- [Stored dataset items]
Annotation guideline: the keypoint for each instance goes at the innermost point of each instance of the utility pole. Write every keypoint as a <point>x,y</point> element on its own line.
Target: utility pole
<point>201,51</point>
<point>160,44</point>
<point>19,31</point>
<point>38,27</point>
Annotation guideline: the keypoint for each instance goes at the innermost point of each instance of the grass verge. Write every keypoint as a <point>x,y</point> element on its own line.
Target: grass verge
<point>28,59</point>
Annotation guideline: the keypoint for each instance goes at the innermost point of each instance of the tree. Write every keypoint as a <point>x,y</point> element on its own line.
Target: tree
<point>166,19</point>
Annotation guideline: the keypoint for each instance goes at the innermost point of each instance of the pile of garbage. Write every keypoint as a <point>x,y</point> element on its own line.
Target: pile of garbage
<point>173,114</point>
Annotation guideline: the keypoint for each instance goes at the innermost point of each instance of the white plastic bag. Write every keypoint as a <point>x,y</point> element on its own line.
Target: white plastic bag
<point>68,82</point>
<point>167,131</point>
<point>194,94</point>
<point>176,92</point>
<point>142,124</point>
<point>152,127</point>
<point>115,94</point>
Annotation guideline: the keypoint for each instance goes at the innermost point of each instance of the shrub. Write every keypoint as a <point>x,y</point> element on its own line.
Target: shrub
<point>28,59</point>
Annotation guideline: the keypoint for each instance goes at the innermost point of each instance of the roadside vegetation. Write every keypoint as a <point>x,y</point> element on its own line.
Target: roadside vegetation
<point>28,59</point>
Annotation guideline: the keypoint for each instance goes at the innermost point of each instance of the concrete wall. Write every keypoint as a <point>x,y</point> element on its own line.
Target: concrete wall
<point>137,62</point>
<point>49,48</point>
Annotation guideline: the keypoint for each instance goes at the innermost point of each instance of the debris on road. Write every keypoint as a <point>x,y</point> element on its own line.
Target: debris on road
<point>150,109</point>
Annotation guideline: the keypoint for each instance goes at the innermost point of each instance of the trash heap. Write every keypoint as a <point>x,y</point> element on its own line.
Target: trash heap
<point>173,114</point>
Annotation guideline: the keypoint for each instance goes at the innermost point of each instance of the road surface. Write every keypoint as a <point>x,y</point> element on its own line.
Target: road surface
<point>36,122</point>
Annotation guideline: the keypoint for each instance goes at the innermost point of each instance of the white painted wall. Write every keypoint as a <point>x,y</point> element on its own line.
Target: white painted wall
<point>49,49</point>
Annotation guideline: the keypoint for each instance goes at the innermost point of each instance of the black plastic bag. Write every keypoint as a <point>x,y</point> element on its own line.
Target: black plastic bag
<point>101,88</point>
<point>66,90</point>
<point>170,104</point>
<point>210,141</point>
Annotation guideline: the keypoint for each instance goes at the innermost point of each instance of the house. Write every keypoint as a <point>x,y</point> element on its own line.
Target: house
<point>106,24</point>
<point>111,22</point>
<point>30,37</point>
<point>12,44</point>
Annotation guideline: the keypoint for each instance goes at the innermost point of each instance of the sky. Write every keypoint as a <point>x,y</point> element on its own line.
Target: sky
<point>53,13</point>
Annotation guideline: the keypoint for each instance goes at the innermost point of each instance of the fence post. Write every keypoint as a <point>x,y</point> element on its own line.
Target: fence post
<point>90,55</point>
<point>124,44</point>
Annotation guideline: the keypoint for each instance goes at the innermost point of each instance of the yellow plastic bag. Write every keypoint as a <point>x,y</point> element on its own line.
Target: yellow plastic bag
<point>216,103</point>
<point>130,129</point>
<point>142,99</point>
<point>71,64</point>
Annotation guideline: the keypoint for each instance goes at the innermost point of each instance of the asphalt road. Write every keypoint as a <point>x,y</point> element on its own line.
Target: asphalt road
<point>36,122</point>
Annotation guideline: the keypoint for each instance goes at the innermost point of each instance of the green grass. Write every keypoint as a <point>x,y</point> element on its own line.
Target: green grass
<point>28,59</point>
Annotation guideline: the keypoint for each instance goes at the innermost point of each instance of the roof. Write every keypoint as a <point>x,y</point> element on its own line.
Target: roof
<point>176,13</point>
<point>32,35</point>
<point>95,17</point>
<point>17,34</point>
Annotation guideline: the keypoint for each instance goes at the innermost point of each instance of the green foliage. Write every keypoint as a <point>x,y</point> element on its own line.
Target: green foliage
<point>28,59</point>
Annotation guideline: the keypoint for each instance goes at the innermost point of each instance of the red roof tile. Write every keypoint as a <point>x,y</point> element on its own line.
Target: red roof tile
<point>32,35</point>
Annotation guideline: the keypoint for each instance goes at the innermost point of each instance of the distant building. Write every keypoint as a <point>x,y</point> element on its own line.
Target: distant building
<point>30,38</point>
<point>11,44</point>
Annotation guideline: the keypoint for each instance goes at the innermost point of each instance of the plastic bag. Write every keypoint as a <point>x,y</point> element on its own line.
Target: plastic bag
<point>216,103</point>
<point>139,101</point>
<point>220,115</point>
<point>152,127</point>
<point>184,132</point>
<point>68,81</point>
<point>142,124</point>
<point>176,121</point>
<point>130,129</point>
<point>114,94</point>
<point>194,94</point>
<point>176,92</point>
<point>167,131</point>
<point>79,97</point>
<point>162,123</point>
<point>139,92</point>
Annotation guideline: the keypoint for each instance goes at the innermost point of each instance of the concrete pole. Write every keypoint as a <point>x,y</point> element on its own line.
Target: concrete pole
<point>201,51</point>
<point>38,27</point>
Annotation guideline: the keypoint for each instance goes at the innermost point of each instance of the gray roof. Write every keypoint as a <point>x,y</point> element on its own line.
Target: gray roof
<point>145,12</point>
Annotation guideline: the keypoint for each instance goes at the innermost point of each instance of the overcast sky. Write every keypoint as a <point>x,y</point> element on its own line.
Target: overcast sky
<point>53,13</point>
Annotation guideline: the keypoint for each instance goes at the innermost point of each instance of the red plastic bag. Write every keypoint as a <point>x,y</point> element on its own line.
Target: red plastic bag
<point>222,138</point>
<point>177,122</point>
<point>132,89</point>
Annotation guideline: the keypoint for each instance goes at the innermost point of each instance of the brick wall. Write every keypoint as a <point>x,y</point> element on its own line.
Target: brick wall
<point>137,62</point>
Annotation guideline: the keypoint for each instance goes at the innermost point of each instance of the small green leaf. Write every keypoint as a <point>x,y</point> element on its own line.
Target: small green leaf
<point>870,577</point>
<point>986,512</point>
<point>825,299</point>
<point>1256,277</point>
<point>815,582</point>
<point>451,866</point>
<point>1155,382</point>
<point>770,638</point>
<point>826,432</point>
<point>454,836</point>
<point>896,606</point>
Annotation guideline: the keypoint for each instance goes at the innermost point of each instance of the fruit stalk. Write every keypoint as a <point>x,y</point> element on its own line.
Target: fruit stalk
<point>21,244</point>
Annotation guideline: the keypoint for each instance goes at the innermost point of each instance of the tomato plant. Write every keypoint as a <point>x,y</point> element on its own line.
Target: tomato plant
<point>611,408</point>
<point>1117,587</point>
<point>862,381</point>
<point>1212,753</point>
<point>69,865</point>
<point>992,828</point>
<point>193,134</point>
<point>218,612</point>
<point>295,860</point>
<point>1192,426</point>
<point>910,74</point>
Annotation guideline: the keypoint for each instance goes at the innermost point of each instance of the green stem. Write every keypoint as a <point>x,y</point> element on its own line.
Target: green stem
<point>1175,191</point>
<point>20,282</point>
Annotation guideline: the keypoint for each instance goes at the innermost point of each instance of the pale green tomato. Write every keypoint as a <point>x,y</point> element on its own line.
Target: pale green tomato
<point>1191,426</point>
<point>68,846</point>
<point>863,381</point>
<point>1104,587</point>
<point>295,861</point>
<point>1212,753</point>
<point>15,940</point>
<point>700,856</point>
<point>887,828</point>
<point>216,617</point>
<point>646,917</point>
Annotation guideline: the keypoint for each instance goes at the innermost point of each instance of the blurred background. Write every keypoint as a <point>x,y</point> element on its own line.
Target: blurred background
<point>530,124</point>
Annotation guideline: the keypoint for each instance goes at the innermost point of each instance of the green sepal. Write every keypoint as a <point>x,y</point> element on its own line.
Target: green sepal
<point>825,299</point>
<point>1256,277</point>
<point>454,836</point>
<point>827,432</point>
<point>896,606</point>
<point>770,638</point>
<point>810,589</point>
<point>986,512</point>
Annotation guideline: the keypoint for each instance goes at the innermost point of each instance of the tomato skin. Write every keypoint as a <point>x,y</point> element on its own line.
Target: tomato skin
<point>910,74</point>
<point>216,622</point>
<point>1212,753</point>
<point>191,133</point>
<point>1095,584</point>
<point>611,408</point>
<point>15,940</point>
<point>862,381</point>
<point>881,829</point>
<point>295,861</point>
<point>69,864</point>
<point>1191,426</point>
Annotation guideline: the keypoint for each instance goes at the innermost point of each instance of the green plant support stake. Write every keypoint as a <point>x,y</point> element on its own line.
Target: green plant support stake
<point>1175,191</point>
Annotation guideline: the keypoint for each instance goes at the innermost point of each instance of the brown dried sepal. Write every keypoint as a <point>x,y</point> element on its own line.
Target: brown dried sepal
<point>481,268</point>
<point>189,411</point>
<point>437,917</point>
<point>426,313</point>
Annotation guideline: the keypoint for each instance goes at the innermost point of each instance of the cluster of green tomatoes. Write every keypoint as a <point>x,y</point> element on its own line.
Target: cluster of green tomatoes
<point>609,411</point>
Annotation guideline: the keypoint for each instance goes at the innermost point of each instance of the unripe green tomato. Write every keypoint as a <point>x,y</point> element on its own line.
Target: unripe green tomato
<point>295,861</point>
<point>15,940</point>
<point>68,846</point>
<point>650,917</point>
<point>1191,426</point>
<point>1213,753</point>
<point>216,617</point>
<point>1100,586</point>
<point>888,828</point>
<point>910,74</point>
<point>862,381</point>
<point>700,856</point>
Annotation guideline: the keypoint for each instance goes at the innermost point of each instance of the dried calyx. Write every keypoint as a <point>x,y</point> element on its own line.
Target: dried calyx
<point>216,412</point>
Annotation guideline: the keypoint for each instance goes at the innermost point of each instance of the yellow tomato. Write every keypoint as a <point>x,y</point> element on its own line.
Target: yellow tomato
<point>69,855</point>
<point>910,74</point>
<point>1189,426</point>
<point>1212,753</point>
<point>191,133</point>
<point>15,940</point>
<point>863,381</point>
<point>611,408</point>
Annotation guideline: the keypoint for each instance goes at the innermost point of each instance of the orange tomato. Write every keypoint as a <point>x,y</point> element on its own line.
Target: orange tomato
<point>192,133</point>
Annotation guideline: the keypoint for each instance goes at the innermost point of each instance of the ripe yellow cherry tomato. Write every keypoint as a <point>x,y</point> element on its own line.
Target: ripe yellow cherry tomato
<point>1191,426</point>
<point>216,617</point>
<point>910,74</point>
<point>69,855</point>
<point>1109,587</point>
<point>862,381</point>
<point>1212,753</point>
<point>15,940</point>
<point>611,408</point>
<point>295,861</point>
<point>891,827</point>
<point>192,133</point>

- [TASK INSTRUCTIONS] Starting from the line that contains "Target: yellow tomato", reproduce each line of the data exactly through the last one.

- [ANSWER TO THE PROBLEM]
Target: yellow tomato
<point>69,855</point>
<point>910,74</point>
<point>1189,426</point>
<point>1212,753</point>
<point>191,133</point>
<point>15,940</point>
<point>863,381</point>
<point>611,408</point>
Annotation guideline: the keypoint for each instance goes at the innermost point of each instance of the orange tomato. Write every keypoint as a <point>x,y</point> element on its own line.
Target: orange tomato
<point>192,133</point>
Annotation guideline: the keypoint for each instance goes at the innermost point of each instance of the ripe yellow cherry tomato. Write every keypoint as a <point>x,y</point> element on its own line.
Target: ripe yellow cherry tomato
<point>1191,426</point>
<point>216,617</point>
<point>910,74</point>
<point>69,855</point>
<point>1109,587</point>
<point>862,381</point>
<point>1212,753</point>
<point>15,940</point>
<point>611,408</point>
<point>295,861</point>
<point>891,827</point>
<point>192,133</point>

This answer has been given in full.